What is being asked: Each line from the one containing "M 459 533 L" through the last line of the data below is to be written out verbatim, and nothing more.

Source material:
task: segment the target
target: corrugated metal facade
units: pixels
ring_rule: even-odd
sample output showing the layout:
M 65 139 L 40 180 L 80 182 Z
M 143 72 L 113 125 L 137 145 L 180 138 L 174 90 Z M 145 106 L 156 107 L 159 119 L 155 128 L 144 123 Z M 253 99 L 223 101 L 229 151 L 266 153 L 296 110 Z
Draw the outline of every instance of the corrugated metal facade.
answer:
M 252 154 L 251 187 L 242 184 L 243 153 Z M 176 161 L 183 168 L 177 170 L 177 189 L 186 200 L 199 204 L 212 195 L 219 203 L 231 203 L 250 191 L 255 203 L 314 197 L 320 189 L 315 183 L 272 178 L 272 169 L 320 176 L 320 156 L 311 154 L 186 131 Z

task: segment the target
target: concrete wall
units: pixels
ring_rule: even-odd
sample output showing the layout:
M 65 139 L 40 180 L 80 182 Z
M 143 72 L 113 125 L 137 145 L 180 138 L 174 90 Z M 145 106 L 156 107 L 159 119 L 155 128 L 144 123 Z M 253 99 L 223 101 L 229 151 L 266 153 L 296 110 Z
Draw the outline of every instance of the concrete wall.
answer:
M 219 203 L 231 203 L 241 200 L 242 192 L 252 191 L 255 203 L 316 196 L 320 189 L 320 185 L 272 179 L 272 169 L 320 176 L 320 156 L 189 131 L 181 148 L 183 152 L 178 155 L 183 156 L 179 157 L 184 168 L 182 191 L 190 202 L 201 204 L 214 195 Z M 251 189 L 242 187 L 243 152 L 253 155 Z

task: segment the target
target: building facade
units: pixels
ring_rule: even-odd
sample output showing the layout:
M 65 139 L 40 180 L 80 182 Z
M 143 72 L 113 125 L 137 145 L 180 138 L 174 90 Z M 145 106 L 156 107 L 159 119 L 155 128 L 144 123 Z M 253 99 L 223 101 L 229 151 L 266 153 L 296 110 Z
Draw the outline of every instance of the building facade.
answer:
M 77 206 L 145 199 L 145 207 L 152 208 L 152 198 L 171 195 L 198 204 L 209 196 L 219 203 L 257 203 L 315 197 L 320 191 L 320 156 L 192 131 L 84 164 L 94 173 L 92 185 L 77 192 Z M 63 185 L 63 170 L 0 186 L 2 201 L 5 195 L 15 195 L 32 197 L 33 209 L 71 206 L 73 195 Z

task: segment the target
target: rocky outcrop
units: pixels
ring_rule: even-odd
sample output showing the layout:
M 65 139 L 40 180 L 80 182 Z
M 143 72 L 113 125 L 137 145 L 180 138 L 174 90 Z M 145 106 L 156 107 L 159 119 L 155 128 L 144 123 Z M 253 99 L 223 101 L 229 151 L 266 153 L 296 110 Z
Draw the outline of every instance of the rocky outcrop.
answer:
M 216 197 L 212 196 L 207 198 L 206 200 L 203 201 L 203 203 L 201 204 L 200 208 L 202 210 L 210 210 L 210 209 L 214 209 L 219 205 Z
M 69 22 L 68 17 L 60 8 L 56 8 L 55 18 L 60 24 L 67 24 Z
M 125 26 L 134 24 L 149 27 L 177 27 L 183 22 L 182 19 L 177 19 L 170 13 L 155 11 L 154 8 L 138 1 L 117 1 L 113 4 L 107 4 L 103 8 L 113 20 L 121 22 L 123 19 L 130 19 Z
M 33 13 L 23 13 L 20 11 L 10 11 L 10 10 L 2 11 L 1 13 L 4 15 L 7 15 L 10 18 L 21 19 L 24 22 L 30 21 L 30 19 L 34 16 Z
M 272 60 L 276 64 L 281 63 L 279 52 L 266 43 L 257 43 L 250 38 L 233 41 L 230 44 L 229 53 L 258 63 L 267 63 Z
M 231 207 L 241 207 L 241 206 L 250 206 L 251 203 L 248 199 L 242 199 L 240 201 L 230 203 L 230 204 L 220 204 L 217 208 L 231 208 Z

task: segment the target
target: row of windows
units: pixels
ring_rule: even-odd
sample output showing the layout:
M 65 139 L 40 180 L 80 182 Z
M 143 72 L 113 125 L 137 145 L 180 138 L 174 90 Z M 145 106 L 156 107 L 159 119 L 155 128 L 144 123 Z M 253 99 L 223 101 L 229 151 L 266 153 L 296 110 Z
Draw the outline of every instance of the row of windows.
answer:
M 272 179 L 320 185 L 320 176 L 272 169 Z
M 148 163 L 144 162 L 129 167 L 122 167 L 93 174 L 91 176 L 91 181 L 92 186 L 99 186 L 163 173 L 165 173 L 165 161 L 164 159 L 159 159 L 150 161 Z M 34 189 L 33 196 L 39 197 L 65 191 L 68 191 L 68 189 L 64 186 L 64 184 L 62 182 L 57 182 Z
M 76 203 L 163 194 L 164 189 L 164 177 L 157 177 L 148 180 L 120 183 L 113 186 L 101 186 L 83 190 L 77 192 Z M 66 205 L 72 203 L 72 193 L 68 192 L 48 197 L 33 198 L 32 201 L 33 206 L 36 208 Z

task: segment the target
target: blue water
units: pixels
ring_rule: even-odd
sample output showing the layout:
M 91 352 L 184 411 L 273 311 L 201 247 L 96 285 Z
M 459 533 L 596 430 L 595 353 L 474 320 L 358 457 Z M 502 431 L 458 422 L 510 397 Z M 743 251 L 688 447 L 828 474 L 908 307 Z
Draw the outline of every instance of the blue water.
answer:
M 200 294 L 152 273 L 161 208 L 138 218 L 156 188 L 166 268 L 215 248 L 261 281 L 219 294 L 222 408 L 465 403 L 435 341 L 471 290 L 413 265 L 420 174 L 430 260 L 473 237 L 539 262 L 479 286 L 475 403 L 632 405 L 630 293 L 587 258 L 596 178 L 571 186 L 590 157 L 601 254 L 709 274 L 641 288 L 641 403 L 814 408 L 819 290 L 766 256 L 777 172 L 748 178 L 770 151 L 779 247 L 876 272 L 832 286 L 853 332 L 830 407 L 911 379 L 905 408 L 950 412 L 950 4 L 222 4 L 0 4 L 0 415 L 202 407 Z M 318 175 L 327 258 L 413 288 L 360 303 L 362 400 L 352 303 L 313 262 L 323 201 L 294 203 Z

Response below:
M 459 533 L 596 430 L 595 353 L 474 320 L 358 457 Z M 502 431 L 458 422 L 510 397 Z M 743 251 L 688 447 L 828 474 L 908 307 Z
Draw the outline of every instance of the blue water.
answer:
M 200 294 L 152 273 L 161 208 L 138 218 L 156 188 L 166 268 L 215 248 L 261 281 L 219 294 L 222 408 L 465 403 L 435 341 L 471 290 L 413 265 L 420 174 L 430 260 L 473 237 L 539 262 L 479 286 L 475 403 L 632 405 L 630 293 L 587 258 L 596 178 L 571 186 L 590 157 L 601 254 L 709 274 L 641 288 L 641 403 L 814 408 L 819 290 L 766 256 L 777 172 L 748 178 L 770 151 L 779 247 L 876 272 L 832 286 L 853 332 L 830 407 L 911 379 L 905 408 L 950 412 L 950 4 L 222 4 L 0 4 L 0 415 L 202 407 Z M 318 175 L 327 258 L 413 288 L 360 303 L 362 400 L 352 303 L 313 262 L 323 201 L 294 203 Z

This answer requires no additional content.